- _TASK PROMPT_
Rewrite the records from the line with "Each instance receives one point. Mark the grass patch" through the end of the records, putting "spare wheel" in place of "spare tire" and changing nothing else. Give only those lines.
** Start RECORDS **
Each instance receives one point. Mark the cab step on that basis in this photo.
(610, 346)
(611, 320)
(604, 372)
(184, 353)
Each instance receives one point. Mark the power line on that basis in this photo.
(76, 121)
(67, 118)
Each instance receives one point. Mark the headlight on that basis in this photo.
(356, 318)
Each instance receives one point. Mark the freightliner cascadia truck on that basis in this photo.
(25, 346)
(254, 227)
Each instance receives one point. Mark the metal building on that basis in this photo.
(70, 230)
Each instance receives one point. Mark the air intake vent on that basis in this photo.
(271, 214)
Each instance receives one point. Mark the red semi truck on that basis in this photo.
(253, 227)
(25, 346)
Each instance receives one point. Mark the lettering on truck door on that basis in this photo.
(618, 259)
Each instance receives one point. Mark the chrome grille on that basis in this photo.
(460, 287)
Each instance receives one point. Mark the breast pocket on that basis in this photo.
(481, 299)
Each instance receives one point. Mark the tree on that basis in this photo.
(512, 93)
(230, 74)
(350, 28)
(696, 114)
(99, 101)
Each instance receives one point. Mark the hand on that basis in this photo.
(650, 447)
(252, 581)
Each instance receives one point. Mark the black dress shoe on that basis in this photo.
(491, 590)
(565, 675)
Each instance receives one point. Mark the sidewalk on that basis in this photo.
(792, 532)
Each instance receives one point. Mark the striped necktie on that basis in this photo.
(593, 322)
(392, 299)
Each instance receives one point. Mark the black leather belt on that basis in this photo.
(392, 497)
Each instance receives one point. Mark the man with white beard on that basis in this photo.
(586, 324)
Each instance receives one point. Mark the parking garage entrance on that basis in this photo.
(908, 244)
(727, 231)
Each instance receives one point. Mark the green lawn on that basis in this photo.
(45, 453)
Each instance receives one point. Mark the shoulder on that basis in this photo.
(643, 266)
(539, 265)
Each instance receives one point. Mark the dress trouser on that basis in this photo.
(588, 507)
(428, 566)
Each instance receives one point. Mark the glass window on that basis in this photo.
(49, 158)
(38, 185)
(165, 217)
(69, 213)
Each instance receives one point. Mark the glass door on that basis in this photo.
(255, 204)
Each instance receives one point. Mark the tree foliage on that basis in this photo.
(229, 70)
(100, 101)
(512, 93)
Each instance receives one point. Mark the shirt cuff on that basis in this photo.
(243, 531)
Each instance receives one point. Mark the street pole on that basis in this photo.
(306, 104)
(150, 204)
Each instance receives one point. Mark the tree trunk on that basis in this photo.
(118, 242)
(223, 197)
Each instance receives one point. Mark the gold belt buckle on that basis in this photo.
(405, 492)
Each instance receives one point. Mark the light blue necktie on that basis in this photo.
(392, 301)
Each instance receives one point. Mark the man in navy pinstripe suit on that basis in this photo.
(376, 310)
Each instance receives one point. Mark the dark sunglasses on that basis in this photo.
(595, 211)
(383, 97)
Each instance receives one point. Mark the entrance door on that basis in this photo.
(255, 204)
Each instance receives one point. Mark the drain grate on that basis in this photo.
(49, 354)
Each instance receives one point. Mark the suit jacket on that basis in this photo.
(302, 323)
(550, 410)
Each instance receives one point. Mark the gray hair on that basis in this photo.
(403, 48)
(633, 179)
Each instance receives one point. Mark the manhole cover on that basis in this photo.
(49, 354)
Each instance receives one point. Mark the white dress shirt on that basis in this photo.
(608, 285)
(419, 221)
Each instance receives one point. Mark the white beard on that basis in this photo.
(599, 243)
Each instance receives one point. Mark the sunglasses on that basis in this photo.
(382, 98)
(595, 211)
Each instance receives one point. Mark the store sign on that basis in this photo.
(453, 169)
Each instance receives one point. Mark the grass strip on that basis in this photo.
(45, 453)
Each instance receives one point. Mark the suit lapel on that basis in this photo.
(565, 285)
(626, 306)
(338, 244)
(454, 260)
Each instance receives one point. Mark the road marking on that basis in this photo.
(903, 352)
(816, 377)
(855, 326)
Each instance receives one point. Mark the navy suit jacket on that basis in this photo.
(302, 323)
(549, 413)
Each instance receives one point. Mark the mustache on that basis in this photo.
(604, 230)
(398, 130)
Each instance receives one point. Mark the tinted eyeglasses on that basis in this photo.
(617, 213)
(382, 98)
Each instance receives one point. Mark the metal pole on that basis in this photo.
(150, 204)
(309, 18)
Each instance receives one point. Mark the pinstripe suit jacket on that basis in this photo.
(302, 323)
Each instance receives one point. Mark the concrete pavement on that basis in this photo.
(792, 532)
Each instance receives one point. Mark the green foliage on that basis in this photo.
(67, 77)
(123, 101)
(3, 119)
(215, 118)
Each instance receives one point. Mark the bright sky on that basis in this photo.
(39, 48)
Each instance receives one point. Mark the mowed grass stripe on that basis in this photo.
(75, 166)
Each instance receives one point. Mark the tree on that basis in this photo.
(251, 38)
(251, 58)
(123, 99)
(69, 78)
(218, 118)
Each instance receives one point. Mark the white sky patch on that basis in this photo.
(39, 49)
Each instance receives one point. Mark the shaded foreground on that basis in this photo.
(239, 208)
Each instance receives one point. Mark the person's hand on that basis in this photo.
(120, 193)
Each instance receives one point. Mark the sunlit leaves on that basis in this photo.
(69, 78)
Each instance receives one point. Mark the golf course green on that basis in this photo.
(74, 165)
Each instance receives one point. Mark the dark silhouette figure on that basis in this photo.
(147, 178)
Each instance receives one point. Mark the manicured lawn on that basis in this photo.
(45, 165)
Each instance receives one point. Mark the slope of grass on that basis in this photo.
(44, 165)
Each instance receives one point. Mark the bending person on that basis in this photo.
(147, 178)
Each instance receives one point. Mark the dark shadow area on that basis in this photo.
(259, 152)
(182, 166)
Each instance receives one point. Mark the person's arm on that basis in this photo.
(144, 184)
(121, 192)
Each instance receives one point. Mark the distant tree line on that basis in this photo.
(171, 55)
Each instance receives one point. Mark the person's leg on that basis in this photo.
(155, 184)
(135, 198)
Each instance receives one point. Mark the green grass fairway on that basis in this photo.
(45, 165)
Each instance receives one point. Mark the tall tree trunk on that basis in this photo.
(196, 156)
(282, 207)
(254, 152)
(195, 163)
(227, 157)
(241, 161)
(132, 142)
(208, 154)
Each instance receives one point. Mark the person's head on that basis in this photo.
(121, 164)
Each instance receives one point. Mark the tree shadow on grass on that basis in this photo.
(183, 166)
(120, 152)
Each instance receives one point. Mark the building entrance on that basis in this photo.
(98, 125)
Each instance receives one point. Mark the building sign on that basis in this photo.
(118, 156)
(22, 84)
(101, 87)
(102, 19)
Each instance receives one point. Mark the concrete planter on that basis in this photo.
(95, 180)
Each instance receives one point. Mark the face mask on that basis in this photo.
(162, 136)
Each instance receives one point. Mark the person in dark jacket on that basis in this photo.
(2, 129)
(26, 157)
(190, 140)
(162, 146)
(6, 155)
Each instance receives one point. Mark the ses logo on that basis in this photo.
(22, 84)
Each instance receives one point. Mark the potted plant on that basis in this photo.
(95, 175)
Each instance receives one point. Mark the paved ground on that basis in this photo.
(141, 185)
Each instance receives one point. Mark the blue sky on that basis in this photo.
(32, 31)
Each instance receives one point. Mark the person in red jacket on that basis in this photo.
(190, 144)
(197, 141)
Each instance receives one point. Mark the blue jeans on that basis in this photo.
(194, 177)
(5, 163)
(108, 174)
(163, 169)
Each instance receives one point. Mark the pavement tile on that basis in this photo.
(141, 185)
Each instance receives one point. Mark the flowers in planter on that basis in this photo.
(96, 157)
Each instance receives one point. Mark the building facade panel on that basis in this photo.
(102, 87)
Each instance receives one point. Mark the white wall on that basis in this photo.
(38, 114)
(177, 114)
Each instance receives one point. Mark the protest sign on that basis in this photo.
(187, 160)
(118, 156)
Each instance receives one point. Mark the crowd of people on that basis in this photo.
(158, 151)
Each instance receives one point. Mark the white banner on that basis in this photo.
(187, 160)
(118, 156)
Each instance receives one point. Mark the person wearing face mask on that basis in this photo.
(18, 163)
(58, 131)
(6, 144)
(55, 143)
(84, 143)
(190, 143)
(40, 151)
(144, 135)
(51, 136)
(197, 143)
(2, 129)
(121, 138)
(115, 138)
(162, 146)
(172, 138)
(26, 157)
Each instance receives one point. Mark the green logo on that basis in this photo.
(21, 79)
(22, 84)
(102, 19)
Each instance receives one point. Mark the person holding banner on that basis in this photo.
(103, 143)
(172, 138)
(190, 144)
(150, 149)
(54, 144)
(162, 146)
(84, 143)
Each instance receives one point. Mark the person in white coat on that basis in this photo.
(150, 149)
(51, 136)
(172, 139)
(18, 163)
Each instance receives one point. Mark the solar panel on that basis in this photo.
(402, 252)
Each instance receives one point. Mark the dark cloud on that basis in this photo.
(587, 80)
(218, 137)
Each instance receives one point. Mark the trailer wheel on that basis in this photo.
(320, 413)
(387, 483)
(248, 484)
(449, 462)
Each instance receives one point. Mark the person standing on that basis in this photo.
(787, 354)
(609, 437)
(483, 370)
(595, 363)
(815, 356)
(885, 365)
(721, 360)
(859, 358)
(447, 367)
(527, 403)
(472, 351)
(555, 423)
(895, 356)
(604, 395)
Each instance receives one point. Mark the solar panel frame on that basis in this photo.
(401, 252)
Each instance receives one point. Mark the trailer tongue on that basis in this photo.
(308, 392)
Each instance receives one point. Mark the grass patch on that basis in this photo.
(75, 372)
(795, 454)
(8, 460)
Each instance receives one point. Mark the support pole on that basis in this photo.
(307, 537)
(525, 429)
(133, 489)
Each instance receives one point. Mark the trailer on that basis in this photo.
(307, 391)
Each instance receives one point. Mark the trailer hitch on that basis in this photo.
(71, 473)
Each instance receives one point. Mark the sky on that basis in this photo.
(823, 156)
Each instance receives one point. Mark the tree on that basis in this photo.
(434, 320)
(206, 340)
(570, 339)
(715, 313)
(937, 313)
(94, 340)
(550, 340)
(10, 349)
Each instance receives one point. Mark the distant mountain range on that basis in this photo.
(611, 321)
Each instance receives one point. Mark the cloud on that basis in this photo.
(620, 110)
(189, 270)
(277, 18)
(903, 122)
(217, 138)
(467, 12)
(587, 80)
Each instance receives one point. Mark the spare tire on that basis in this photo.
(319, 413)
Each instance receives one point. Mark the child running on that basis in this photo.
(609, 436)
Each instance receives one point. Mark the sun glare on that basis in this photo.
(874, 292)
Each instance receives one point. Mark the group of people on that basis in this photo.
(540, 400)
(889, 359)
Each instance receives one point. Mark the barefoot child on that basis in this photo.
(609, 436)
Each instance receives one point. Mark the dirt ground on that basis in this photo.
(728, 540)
** End RECORDS **
- _FINISHED EXERCISE_
Each instance receives one point. Mark the grass patch on that basis in this photo.
(75, 372)
(795, 454)
(8, 460)
Each instance receives one point. Mark the support pole on that basis in this photo.
(307, 537)
(525, 429)
(133, 489)
Each instance receives one point. Mark the trailer on that basis in this photo.
(307, 391)
Each instance receives one point. Mark the trailer hitch on that basis in this photo.
(71, 473)
Each instance receives one point. Mark the sky on that basis in this photo.
(823, 156)
Each instance receives one point. Mark the tree on that basis in this photo.
(434, 320)
(206, 340)
(570, 339)
(715, 313)
(937, 313)
(94, 340)
(550, 340)
(10, 349)
Each instance receives one point. Mark the distant mountain range on that basis in this photo.
(611, 321)
Each instance receives one point. Mark the cloud on that basis in this photo.
(620, 110)
(189, 270)
(277, 18)
(903, 122)
(217, 138)
(467, 12)
(587, 80)
Each instance receives one point. Mark the spare wheel on that basis in this photo.
(319, 413)
Each instance receives one point. Mark the child running on that basis in this photo.
(609, 436)
Each instance receives one point. Mark the sun glare on that basis in this photo.
(874, 292)
Each instance receives one point. Mark the group of people on that basis in this photo.
(540, 400)
(889, 359)
Each instance receives one point. Mark the barefoot child on that basis in this photo.
(609, 436)
Each instance receives one point. Mark the dirt ground on that basis in this photo.
(728, 540)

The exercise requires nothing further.